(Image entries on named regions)
>> START
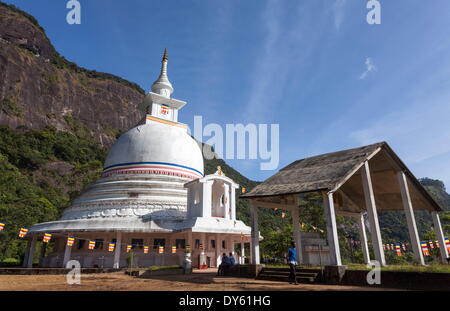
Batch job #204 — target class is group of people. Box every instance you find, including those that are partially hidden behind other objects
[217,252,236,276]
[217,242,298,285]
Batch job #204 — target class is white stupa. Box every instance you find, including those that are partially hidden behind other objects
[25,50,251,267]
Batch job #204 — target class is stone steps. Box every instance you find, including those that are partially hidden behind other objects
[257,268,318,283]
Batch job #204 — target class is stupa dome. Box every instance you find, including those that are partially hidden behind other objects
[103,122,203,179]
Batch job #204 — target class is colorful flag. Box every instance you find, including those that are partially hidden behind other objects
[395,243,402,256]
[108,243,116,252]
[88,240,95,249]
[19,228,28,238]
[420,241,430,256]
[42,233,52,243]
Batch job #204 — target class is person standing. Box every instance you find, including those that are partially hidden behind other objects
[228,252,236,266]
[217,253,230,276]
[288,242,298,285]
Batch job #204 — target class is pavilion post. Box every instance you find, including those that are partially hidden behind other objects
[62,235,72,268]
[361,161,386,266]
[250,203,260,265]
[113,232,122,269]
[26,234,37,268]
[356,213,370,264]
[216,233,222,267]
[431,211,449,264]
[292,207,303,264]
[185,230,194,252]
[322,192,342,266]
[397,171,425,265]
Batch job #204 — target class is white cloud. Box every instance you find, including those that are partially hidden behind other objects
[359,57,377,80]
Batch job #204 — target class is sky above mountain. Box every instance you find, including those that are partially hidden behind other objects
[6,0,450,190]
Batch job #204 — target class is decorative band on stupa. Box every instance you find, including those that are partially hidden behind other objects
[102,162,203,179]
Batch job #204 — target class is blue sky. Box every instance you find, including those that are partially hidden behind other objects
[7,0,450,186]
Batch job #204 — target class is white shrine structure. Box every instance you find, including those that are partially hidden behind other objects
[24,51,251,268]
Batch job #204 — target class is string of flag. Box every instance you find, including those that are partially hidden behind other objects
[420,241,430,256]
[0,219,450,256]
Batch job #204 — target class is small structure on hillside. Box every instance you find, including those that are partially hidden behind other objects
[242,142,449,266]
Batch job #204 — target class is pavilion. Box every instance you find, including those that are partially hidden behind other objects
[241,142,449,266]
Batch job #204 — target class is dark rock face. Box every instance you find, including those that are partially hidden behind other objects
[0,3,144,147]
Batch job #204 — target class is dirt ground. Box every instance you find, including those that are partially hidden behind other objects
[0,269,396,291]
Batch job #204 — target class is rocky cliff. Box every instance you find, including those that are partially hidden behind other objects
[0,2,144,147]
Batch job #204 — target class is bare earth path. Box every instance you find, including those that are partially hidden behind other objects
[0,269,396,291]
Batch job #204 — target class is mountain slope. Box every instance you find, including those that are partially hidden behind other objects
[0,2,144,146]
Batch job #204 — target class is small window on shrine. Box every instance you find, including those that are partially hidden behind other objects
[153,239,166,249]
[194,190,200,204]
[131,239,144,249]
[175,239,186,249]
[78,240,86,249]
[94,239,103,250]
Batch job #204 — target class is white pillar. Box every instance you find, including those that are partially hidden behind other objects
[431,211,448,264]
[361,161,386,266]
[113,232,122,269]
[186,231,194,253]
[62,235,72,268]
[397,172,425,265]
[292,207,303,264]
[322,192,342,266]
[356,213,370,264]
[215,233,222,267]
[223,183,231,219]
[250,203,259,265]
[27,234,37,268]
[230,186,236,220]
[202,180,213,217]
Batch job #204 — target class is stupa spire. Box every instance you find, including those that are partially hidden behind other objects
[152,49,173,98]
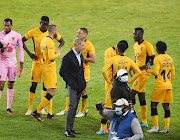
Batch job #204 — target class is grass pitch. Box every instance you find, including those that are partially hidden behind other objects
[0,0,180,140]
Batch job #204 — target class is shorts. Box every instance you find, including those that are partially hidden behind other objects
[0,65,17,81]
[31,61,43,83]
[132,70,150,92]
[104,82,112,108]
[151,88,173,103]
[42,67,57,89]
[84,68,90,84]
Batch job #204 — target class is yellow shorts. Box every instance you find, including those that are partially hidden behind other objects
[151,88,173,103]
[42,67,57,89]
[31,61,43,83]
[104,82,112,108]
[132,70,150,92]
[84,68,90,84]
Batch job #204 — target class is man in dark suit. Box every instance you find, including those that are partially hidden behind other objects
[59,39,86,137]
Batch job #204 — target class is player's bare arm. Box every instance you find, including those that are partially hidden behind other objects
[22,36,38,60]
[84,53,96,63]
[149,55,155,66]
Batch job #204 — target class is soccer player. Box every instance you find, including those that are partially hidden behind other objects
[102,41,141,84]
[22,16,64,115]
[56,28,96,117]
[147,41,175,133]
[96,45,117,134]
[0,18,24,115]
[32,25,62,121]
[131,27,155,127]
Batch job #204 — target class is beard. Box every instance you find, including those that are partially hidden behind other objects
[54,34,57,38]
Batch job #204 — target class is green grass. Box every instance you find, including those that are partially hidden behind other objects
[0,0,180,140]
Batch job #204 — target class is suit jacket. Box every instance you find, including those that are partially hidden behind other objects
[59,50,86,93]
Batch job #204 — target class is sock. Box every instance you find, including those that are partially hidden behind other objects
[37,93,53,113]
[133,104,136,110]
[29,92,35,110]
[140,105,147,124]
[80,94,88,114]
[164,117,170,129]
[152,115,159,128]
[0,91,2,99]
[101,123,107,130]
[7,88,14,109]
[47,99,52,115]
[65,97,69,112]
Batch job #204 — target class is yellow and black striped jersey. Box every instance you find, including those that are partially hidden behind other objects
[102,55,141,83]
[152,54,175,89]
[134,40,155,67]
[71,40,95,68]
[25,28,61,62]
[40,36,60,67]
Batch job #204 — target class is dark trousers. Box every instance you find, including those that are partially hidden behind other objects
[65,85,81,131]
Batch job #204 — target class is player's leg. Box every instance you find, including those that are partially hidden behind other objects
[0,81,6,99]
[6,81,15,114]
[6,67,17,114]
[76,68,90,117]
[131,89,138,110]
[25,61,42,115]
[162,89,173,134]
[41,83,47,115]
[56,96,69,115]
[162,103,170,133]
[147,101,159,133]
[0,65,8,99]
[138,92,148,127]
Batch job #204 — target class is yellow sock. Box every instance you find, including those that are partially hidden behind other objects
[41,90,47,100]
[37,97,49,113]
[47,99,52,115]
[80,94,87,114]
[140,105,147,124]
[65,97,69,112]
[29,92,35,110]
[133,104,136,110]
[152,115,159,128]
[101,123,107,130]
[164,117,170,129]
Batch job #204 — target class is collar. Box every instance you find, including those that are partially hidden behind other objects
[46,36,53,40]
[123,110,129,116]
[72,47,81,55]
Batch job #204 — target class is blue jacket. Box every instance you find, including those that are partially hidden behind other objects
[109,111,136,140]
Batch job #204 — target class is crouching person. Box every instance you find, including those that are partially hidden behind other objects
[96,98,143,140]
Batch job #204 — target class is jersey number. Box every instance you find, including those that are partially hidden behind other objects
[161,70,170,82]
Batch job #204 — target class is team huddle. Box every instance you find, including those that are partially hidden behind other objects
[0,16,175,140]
>> END
• WRITTEN EXERCISE
Write out all of the records above word for word, leaving the pictures out of your answer.

• SOLUTION
Batch job #204 — target class is group of people. Box every instance you find, including those that are partially hidden behind other objects
[217,252,236,276]
[217,242,298,285]
Batch job #204 — target class is white stupa. Box every instance you find, including those that are partially hidden behind other objects
[25,50,251,267]
Batch job #204 — target class is stone steps. Box every instance you find, including those that are partially hidden behind other objects
[257,268,318,283]
Batch job #204 — target class is stupa dome. Box every instance you find, including those that are partially hidden behind other objects
[103,122,203,179]
Batch job #204 — target class is colorful flag. Box every instance you find, including those that are partially hidden behind other objects
[395,243,402,256]
[108,243,116,252]
[88,240,95,249]
[19,228,28,238]
[420,241,430,256]
[42,233,52,243]
Batch job #204 — target class is person standing. Box every instance you find, including those that are partially hidden behind other objects
[228,252,236,266]
[217,253,230,276]
[288,242,298,285]
Batch job #204 — target class is pavilion post. Box every instance you find, including those that are partially hidden behind other objects
[62,235,72,268]
[361,161,386,266]
[250,203,260,265]
[113,232,122,269]
[26,234,37,268]
[356,213,370,264]
[216,233,222,267]
[431,211,449,264]
[292,207,303,264]
[185,230,194,252]
[322,192,342,266]
[397,171,425,265]
Batch job #204 — target class is white cloud. Box every instance you find, including those that are partially hidden behind other objects
[359,57,377,80]
Batch job #204 — target class is sky above mountain. Box every instance you find, including those that are partially hidden behind other objects
[6,0,450,190]
Batch job #204 — target class is decorative band on stupa. Box every instance you find, including those that are partially hidden behind other objects
[102,162,203,179]
Batch job #204 — target class is blue sky. Box every instance you find, including those that are partially hidden behind other objects
[7,0,450,186]
Batch job #204 — target class is white shrine structure. Box every instance you find, including those that are partially hidden behind other objects
[24,51,251,268]
Batch job #204 — target class is string of flag. Box every instance you find, including those that are partially hidden behind other objects
[420,241,430,256]
[0,219,450,256]
Batch job #204 — target class is small structure on hillside. Box every instance you find, including those that are partially hidden behind other objects
[242,142,449,266]
Batch job #204 — target class is pavilion. Box every instance you find, including those that are partially hidden behind other objects
[241,142,449,266]
Batch job #204 — target class is dark rock face. Box every instance you find, including those that are partially hidden behind other objects
[0,3,144,147]
Batch job #204 — target class is dirt ground. Box every instance you find, including those that are partially hidden behind other objects
[0,269,396,291]
Batch job #204 — target class is rocky cliff. Box every instance you find, including those that are partially hidden behind other objects
[0,2,144,147]
Batch job #204 — target class is bare earth path. Box every instance you find, including those that are partially hidden behind other objects
[0,269,396,291]
Batch job #204 — target class is mountain slope. Box every instance you find, including those that are partially hidden behind other objects
[0,2,144,146]
Batch job #204 — target class is small window on shrine. Box every instance you find, including those that are partially hidden behind other objects
[153,239,166,249]
[194,190,200,204]
[131,239,144,249]
[175,239,186,249]
[78,240,86,249]
[94,239,103,250]
Batch job #204 — target class is white pillar. Box every instance you find, including those that are partially hidden behind other objects
[431,211,448,264]
[361,161,386,266]
[113,232,122,269]
[186,231,194,253]
[62,235,72,268]
[397,172,425,265]
[292,207,303,264]
[322,192,342,266]
[356,213,370,264]
[215,233,222,267]
[223,183,231,219]
[250,203,259,265]
[27,234,37,268]
[230,186,236,220]
[202,180,213,217]
Batch job #204 — target class is stupa spire. Box every instance you find, including those that are partially hidden behind other objects
[152,49,173,98]
Batch job #204 — target class is grass pitch. Box every instance you find, including those that are partially hidden behind other objects
[0,0,180,140]
Batch job #204 — target class is shorts. Box every instance you find, including those that are partially hidden behind other objects
[0,65,17,81]
[31,61,43,83]
[132,70,150,92]
[104,82,112,108]
[151,88,173,103]
[42,67,57,89]
[84,68,90,84]
Batch job #204 — target class is yellow shorts. Box every instance you find, including those that are partially hidden behind other objects
[151,88,173,103]
[42,67,57,89]
[31,61,43,83]
[104,82,112,108]
[132,70,150,92]
[84,68,90,84]
Batch job #204 — target class is man in dark suit. Box every instance you find, including those that are partially hidden behind other objects
[59,39,86,137]
Batch job #204 — target class is player's bare arm. Box every instance you find, including those that are partially hidden behind other objects
[22,36,38,60]
[84,53,96,63]
[149,55,155,66]
Batch job #204 — target class is soccer player. Box every instance you find, including those that are partially hidden behind other objects
[102,41,141,84]
[22,16,64,115]
[56,28,96,117]
[147,41,175,133]
[96,45,117,134]
[0,18,24,115]
[32,25,62,121]
[131,27,155,127]
Batch job #204 — target class is beard. Box every instance you find, including those that are partially hidden behind other objects
[54,34,57,38]
Batch job #204 — target class is green grass. Box every instance you find, including those that are partially hidden behind other objects
[0,0,180,140]
Batch job #204 — target class is suit jacket. Box every instance you find, including those that are partially hidden behind other objects
[59,50,86,93]
Batch job #204 — target class is sock. Box every instance you find, including those that are partially hidden behind other objects
[37,93,53,113]
[133,104,136,110]
[29,92,35,110]
[140,105,147,124]
[80,94,88,114]
[164,117,170,129]
[152,115,159,128]
[0,91,2,99]
[101,123,107,130]
[7,88,14,109]
[47,99,52,115]
[65,97,69,112]
Batch job #204 — target class is yellow and black striped jersey. Box every instance you find, including those that are partially hidden behind other objects
[102,55,141,83]
[152,54,175,89]
[134,40,155,67]
[71,40,95,68]
[25,28,61,62]
[40,36,60,67]
Batch job #204 — target class is dark trousers. Box every instance you find, including those that are partially hidden behind other objects
[65,85,81,131]
Batch job #204 — target class is player's leg. Box every instance you find, including those that are partially hidden behind other objects
[0,81,6,99]
[6,81,15,114]
[6,67,17,114]
[76,68,90,117]
[131,89,138,110]
[25,61,42,115]
[162,89,173,134]
[41,83,47,115]
[56,96,69,115]
[162,103,170,133]
[147,101,159,133]
[0,65,8,99]
[138,92,148,127]
Batch job #204 — target class is yellow sock. Box every instance you find, including those that are partially hidden behind other objects
[41,90,47,100]
[37,97,49,113]
[47,99,52,115]
[80,94,87,114]
[140,105,147,124]
[65,97,69,112]
[29,92,35,110]
[133,104,136,110]
[152,115,159,128]
[101,123,107,130]
[164,117,170,129]
Batch job #204 — target class is collar. Box every instance you find, including those that are partially hidden behind other objects
[46,36,53,40]
[123,110,129,116]
[72,47,81,55]
Batch job #204 — target class is blue jacket. Box every instance you find, including those that are partially hidden behind other objects
[109,111,136,140]
Batch job #204 — target class is crouching person. Box every instance you find, including those that are partially hidden behind other objects
[96,98,143,140]
Batch job #204 — target class is jersey number. Box every instance you find, including those that are partially hidden behind other objects
[161,70,170,82]
Batch job #204 — target class is team huddle. Box every instance you find, including those that are partially hidden behind other objects
[0,16,175,140]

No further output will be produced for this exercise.